# TASK STATEMENT
If a line in the entries contains the word "reflection", list it.

# Stored records
- Opening Delimiter -

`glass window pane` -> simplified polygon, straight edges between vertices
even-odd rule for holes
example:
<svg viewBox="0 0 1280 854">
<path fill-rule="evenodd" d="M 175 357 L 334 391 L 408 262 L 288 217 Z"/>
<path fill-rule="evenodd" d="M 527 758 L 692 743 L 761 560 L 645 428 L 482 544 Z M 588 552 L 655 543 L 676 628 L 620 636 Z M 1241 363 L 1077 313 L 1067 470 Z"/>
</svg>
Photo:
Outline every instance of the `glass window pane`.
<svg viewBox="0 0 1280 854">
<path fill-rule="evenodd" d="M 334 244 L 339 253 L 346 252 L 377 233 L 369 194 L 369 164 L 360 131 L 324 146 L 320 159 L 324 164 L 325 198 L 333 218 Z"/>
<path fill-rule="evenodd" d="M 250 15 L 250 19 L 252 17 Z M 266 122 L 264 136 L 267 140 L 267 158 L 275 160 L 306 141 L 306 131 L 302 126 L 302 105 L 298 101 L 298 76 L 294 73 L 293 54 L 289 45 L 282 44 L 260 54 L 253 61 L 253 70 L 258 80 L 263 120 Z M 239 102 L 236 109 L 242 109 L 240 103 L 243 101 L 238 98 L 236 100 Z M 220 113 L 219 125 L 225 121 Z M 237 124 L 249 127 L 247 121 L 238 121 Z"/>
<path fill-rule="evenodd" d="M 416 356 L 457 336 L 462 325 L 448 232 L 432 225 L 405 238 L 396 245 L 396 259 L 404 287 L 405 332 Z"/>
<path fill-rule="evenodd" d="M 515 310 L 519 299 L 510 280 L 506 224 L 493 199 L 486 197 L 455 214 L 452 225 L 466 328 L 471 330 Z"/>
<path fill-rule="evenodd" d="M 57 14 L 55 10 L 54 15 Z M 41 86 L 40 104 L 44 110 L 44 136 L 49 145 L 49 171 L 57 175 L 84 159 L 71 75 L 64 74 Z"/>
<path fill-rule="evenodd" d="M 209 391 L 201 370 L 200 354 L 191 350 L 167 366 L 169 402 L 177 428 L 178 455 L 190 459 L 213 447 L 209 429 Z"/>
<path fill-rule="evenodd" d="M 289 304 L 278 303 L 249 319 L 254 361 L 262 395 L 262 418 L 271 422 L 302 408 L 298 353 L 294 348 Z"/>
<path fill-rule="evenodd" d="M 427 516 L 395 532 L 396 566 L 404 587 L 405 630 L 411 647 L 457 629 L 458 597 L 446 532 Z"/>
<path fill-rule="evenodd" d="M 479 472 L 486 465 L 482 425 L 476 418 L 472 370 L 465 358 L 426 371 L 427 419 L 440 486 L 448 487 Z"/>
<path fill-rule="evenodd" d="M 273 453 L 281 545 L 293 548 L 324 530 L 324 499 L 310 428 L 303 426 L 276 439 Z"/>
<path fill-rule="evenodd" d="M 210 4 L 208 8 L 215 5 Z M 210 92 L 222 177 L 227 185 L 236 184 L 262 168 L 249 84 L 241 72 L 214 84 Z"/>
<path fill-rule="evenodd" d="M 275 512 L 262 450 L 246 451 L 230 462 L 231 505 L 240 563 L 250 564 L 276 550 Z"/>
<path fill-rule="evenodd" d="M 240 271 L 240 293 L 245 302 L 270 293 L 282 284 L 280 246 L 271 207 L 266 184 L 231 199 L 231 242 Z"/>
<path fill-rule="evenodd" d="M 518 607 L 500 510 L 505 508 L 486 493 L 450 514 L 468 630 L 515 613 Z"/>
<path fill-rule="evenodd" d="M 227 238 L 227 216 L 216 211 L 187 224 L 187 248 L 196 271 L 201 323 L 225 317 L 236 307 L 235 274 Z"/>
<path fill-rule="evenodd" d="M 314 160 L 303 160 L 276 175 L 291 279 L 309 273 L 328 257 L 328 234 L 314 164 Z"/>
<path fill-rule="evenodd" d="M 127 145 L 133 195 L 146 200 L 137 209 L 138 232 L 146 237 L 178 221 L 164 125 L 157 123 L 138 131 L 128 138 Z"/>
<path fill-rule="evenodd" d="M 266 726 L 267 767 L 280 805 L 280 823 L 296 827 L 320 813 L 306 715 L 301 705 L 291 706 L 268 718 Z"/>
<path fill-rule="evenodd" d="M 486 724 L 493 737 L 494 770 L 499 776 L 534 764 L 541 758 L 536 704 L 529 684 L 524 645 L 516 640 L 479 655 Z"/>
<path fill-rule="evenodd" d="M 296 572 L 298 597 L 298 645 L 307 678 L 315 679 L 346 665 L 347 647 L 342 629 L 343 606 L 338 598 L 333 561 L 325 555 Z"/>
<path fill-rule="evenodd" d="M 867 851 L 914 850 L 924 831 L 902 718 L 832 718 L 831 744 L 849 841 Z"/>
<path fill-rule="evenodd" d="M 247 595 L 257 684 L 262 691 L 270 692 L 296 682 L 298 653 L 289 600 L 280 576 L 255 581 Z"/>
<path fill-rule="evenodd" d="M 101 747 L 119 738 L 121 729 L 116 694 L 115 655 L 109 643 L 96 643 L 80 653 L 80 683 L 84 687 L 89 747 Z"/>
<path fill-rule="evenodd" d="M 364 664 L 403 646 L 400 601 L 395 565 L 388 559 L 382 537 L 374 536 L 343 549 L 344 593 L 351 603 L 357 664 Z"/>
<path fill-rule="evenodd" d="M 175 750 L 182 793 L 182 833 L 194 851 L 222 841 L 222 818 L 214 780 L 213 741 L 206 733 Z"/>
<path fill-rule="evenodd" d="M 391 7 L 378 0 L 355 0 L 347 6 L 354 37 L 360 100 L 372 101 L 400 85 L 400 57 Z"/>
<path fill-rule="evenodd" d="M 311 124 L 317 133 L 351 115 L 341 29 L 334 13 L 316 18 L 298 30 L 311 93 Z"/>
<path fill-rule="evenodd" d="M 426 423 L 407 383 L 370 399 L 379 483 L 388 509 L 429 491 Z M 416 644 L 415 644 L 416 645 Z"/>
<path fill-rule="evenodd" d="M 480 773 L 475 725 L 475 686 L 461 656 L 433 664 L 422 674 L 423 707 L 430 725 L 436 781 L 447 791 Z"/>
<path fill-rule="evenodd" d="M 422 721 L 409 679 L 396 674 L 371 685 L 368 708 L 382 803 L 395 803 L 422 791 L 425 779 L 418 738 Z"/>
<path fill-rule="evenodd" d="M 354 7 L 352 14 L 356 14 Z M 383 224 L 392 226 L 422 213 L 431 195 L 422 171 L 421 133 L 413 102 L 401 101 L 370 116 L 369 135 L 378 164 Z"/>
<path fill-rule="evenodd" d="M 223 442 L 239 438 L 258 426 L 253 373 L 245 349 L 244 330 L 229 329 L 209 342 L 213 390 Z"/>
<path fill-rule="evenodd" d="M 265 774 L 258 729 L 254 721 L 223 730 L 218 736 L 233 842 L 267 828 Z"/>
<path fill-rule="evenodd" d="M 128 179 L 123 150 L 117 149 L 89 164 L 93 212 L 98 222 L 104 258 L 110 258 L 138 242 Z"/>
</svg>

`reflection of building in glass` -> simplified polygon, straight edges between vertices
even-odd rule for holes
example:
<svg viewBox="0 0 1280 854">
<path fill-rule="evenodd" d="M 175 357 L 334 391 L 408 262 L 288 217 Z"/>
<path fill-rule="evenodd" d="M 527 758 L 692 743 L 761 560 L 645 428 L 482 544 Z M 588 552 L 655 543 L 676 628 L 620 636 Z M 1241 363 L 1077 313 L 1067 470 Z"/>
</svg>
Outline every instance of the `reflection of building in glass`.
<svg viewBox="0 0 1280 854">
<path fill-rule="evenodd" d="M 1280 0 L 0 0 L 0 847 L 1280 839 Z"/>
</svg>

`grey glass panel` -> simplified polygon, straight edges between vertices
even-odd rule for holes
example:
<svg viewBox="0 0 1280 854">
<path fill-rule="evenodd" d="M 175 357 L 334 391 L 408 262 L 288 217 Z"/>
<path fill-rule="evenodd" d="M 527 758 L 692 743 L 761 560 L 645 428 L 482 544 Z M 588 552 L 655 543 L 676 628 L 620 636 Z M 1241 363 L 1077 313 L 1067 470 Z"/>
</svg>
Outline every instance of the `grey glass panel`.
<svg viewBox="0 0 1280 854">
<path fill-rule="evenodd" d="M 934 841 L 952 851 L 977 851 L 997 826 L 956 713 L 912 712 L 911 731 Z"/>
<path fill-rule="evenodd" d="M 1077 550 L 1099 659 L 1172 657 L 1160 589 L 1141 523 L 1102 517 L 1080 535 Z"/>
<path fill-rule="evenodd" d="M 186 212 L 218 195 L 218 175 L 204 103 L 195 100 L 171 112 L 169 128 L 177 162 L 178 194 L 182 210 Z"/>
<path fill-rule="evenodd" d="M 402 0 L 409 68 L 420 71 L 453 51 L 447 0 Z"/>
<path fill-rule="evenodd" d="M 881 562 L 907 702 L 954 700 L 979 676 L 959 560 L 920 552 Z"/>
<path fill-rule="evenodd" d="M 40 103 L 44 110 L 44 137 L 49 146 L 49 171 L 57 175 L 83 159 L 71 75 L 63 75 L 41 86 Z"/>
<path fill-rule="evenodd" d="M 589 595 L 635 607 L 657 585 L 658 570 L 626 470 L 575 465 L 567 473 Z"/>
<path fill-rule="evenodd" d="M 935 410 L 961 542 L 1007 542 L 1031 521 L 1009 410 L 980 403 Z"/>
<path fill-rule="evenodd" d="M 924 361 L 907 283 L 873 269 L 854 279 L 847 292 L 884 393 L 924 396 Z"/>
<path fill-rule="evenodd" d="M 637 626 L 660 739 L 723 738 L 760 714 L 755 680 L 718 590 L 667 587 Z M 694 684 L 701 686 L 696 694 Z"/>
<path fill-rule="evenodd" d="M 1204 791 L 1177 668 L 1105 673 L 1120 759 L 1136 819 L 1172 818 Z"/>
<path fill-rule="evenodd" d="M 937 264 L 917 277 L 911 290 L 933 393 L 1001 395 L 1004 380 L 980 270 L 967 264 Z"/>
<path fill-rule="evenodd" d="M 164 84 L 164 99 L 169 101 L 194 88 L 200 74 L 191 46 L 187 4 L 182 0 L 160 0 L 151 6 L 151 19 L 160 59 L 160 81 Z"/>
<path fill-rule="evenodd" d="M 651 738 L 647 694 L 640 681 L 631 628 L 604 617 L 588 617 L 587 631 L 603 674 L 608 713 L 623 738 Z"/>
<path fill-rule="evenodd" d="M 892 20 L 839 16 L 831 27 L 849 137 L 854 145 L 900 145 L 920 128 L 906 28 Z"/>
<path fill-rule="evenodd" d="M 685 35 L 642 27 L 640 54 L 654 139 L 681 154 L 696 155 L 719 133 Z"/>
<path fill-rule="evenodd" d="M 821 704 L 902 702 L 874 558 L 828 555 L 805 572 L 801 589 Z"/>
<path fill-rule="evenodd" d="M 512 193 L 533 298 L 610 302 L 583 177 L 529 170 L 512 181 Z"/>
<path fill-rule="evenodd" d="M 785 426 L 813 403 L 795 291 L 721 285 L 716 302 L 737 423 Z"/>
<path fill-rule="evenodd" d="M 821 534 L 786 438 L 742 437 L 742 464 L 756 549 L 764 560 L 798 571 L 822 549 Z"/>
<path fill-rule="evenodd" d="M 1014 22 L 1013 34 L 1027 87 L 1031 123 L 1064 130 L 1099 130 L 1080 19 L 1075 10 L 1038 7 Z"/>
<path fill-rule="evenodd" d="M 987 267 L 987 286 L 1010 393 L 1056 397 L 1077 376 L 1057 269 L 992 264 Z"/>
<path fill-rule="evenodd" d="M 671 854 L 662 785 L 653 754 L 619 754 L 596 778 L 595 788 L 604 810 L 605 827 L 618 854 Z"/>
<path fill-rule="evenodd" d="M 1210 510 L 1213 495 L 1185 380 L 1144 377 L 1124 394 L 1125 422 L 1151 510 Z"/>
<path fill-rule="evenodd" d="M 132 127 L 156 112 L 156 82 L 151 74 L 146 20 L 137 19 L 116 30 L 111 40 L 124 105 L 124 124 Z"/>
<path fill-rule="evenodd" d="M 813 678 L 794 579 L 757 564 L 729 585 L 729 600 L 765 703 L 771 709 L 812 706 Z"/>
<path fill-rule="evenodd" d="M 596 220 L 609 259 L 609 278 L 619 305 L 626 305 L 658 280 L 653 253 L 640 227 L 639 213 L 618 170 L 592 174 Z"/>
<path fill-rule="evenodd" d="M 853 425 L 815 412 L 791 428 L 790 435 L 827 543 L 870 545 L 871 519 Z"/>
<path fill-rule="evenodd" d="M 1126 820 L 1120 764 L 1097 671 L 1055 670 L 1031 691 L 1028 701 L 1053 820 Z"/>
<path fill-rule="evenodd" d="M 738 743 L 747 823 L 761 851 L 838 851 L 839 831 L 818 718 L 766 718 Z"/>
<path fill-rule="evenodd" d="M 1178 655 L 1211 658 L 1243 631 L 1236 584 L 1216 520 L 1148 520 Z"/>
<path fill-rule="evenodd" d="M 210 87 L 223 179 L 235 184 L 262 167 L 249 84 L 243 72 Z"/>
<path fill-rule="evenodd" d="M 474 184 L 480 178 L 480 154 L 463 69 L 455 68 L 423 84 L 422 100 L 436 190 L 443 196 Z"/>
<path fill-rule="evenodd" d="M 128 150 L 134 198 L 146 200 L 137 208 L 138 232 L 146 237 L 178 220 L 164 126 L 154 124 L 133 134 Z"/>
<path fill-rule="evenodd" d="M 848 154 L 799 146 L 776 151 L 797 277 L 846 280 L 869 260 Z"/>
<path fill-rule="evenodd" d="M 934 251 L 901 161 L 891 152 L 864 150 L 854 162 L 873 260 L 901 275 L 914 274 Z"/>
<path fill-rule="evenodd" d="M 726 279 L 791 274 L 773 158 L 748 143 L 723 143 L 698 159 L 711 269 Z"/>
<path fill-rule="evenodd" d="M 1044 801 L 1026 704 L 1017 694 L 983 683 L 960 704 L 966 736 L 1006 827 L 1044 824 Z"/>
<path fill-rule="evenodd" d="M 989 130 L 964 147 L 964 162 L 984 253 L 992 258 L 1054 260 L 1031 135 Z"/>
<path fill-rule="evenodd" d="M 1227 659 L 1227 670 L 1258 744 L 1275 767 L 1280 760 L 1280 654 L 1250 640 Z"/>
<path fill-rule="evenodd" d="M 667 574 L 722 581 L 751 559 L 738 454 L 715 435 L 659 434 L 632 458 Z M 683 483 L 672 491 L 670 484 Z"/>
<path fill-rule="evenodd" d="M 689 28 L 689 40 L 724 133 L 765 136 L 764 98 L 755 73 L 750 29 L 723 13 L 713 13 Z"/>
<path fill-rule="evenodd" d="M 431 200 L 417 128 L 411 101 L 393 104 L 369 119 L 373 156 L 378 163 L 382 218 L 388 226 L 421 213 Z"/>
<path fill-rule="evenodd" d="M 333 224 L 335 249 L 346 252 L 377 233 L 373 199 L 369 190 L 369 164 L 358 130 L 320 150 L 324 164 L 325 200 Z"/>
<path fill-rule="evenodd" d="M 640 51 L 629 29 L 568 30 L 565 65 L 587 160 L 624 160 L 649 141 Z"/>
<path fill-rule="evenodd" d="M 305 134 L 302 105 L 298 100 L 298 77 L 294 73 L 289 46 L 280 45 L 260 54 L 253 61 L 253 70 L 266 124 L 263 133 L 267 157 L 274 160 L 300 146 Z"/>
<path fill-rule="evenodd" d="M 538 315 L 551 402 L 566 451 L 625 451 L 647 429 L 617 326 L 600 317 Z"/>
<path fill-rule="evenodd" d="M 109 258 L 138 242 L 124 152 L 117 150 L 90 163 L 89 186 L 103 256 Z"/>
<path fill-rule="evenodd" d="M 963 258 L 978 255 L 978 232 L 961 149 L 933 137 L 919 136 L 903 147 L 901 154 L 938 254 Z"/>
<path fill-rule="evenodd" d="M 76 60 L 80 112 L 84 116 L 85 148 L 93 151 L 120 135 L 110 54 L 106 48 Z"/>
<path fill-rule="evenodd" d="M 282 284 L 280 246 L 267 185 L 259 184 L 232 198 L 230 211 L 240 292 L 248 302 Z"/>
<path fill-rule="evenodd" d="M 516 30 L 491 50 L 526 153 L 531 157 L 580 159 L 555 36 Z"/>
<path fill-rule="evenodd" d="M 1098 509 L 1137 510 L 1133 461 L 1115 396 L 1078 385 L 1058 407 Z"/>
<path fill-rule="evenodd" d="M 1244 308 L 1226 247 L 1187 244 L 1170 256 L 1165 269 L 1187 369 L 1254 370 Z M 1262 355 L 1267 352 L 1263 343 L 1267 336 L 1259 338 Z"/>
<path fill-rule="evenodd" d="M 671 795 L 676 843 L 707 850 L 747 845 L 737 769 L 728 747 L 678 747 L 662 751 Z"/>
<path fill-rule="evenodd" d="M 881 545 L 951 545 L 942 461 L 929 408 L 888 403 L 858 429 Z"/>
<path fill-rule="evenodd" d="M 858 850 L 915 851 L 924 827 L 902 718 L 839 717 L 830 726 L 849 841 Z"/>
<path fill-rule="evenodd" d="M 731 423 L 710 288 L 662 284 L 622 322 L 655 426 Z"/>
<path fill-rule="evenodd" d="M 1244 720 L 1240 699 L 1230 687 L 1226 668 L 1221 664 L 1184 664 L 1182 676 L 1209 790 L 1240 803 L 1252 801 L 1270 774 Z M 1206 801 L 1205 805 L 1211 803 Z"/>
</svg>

- Closing Delimiter -

# YOUR SOLUTION
`reflection of building in glass` -> simplified polygon, straight edges between vertices
Outline every instance of the `reflection of building in glass`.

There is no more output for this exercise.